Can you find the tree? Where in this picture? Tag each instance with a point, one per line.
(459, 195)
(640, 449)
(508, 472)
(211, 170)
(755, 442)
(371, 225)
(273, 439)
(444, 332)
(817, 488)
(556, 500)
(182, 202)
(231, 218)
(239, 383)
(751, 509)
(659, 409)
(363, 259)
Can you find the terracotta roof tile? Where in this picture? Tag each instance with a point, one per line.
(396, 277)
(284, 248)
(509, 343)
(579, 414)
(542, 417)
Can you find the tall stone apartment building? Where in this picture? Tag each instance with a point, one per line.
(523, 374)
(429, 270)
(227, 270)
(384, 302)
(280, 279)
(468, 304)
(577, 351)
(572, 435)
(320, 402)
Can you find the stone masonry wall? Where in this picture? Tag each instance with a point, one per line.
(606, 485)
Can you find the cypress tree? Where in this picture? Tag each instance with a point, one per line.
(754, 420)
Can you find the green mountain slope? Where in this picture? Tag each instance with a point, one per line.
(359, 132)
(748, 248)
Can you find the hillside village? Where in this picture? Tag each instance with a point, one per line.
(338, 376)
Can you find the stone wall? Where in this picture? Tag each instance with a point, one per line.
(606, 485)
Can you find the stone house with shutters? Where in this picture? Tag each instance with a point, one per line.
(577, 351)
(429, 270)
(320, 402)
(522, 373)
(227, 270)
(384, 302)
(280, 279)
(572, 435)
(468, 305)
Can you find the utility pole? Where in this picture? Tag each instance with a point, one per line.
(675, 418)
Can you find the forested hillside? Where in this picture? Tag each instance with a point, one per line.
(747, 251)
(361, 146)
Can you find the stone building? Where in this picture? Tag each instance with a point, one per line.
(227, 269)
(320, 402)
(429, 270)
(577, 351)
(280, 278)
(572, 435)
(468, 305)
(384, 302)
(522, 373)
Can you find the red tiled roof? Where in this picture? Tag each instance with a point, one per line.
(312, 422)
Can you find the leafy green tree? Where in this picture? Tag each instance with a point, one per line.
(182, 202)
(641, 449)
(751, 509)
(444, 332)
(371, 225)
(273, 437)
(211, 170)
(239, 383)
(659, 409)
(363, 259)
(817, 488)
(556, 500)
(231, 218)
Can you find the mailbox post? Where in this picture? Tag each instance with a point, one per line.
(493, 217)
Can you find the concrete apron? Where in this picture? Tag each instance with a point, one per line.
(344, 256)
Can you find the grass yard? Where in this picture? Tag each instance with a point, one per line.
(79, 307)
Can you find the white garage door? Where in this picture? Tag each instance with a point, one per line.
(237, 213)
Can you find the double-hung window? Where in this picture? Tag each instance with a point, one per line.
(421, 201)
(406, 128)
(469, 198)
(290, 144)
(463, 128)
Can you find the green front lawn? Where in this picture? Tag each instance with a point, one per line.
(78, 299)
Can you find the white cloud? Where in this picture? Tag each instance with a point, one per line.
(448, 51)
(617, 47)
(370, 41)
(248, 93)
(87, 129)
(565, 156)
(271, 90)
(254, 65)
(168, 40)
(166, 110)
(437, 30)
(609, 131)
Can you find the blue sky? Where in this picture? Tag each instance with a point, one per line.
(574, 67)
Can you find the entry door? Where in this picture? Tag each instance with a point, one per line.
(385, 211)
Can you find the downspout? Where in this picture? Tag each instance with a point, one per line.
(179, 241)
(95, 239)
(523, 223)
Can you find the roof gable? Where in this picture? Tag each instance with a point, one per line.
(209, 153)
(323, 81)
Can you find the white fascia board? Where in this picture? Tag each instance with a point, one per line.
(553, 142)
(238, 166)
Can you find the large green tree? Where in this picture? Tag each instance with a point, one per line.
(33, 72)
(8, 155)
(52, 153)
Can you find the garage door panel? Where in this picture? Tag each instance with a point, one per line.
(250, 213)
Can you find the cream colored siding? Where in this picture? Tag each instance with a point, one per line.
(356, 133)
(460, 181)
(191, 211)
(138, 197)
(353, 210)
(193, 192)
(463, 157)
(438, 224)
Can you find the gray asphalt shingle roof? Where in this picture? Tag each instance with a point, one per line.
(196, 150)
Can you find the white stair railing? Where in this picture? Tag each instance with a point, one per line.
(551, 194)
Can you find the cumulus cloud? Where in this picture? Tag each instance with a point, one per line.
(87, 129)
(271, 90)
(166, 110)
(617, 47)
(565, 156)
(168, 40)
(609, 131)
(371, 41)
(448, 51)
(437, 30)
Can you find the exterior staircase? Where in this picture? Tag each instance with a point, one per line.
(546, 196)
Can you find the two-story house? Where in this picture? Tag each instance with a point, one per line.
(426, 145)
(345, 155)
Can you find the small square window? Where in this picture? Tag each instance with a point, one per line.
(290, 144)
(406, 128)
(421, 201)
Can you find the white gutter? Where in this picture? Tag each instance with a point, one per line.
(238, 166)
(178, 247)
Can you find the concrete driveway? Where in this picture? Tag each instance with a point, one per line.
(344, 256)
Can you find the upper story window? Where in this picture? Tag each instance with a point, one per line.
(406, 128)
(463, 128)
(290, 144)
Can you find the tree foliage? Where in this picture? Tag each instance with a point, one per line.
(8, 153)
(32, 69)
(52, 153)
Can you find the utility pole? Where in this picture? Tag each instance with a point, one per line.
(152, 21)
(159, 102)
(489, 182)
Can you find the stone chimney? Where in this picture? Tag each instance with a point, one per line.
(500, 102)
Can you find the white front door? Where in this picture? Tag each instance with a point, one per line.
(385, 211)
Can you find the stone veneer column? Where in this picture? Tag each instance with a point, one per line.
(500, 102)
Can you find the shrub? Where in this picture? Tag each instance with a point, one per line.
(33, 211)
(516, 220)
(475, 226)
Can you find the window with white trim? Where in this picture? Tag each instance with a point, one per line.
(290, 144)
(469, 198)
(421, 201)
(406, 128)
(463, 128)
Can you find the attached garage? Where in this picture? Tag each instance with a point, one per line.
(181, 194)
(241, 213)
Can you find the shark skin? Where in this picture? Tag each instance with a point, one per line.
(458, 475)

--------------------

Without leaving anything out, quote all the data.

## Correct result
Can you find the tree? Where in this picture? Tag each instance with a point, one per line.
(459, 195)
(640, 449)
(508, 472)
(211, 170)
(755, 442)
(371, 225)
(273, 439)
(444, 332)
(817, 488)
(556, 500)
(182, 202)
(231, 218)
(239, 383)
(751, 509)
(659, 409)
(363, 259)
Can you find the terracotta roof tile? Where in this picture? Tag each instance with a point, one per line.
(396, 277)
(284, 248)
(509, 343)
(579, 414)
(542, 417)
Can you find the tall stone apartment building? Where in this picture? Tag each instance with a point, one per line.
(523, 374)
(429, 270)
(227, 270)
(384, 302)
(280, 279)
(468, 304)
(577, 351)
(572, 435)
(320, 402)
Can you find the stone masonry wall? Where in this picture? Tag each instance with a point, one per line.
(606, 485)
Can you find the cypress tree? Where in this picture? Tag each instance with a point, one per line.
(754, 420)
Can you find the green mountain slope? Where in this picture? Tag each instance with a point, one per line.
(359, 132)
(748, 248)
Can you find the hillside village? Where in this picture? Tag each instance with a point, one per line.
(338, 376)
Can you find the stone wall? Where in this picture? Tag each instance with a point, one per line.
(606, 485)
Can you find the stone house with shutters? Where in this picture? Tag each instance with a point, one per line.
(577, 351)
(429, 270)
(320, 402)
(522, 373)
(227, 270)
(384, 302)
(280, 279)
(572, 435)
(468, 305)
Can you find the utility pole? Where in this picture? Tag each instance with a point, one per line.
(675, 418)
Can you find the forested hillside? Where in this picture? Tag each instance with a point, one per line.
(747, 251)
(361, 146)
Can you find the stone building? Where in this picture? Tag each instance with a point, one per line.
(227, 269)
(320, 402)
(429, 270)
(577, 351)
(280, 278)
(572, 435)
(468, 305)
(384, 302)
(522, 373)
Can you find the red tiled roof? Where in this picture? Tag each instance with a point, one per line.
(312, 422)
Can you find the leafy green tree? Where in this picture? Tag each instance with a point, one per line.
(182, 202)
(641, 449)
(751, 509)
(444, 332)
(371, 225)
(273, 437)
(211, 170)
(239, 383)
(659, 409)
(363, 259)
(817, 488)
(556, 500)
(231, 218)
Can you find the mailbox post? Where in this picture? Tag each instance with a point, one per line.
(493, 217)
Can you find the concrete apron? Where in this picture? Tag each instance with a point, one per line.
(344, 256)
Can you find the grass yard? Where in this picture? Tag each instance with a point, one per line.
(79, 307)
Can you find the white garage door? Where in this picture? Tag each instance with a point, one per line.
(237, 213)
Can you find the double-hung window? Where in this picture? Tag each instance with a point, one per line.
(421, 201)
(406, 128)
(469, 198)
(290, 144)
(463, 128)
Can you find the green front lawn? Where in this picture? Tag each instance with a point, one per line.
(78, 299)
Can you find the white cloud? Where in this picture? Tag each instance with a point, one per line.
(448, 51)
(617, 47)
(370, 41)
(248, 93)
(87, 129)
(565, 156)
(271, 90)
(254, 65)
(168, 40)
(166, 110)
(437, 30)
(609, 131)
Can you find the blue sky? Where in this picture? Tag each instance with a point, one per line.
(574, 67)
Can you find the entry door? Where in this picture? Tag each instance with a point, one per line.
(385, 211)
Can you find the downspout? Where in this picture? Tag each instance with a point, one per line.
(179, 241)
(95, 239)
(523, 223)
Can you find the roof gable? Where in this picture? Tag each instance with a point, one per line.
(209, 153)
(323, 81)
Can you find the white fascia board? Where in this picture? Tag each instance with a point, one per line.
(553, 142)
(238, 166)
Can you find the large green tree? Where in this picture? Tag each instance with a point, one per line.
(33, 72)
(8, 155)
(52, 153)
Can you find the garage door panel? Where in this picture? Tag each instance with a point, one per line.
(250, 213)
Can you find the cream colored siding? Where in this picture? Tag each instance with a point, one per line.
(356, 133)
(460, 181)
(191, 211)
(138, 197)
(353, 210)
(193, 192)
(463, 157)
(438, 224)
Can you find the gray asphalt shingle roof? Where in this picture? Tag each instance with a point, one per line.
(196, 150)
Can you find the white stair railing? Where in this picture? Tag each instance with a point, one per line.
(551, 194)
Can you find the cumulus cloud? Where in this picture? Tag each instance with a point, one per line.
(87, 129)
(271, 90)
(166, 110)
(617, 47)
(565, 156)
(168, 40)
(609, 131)
(371, 41)
(448, 51)
(437, 30)
Can you find the exterior staircase? Where in this picture? Tag each instance with a point, one per line.
(546, 196)
Can you find the two-story house? Where in this picture? Tag each instance with a point, one per line.
(426, 145)
(345, 155)
Can you find the small square window? Where in this picture? Tag each instance with a point, one per line.
(290, 144)
(406, 128)
(421, 201)
Can you find the white gutter? Where in this picture? Tag each instance with a point, one per line.
(238, 166)
(178, 247)
Can you find the concrete driveway? Where in this picture? Tag each instance with a point, one per line.
(344, 256)
Can you find the upper story window? Where in this picture? Tag each instance with a point, one per line.
(406, 128)
(463, 128)
(290, 144)
Can you find the tree foliage? Where in this picture? Tag each instance with a point, one per line.
(8, 153)
(32, 69)
(52, 153)
Can you find the utility pole? Where in this picture? Tag each instance with a point, one per line.
(152, 21)
(159, 102)
(489, 182)
Can you find the stone chimney? Where in this picture? Tag each instance with a point, one per line.
(500, 102)
Can you find the white front door? Where in this picture? Tag each instance with a point, one per line.
(385, 211)
Can you find the stone veneer column? Where in this picture? Tag each instance with a point, one per line.
(500, 102)
Can you find the shrub? Where in this picture? Tag each instance with a point, one per line.
(33, 211)
(516, 220)
(475, 226)
Can you find the window with white trim? Where in this picture? Tag each instance with a point, one per line.
(290, 144)
(469, 198)
(421, 201)
(406, 128)
(463, 128)
Can you find the attached garage? Where in this picture? Tag each instance with a point, one per line.
(181, 194)
(241, 213)
Can you find the shark skin? Where in this picture? Tag each instance with a point, one per line.
(458, 475)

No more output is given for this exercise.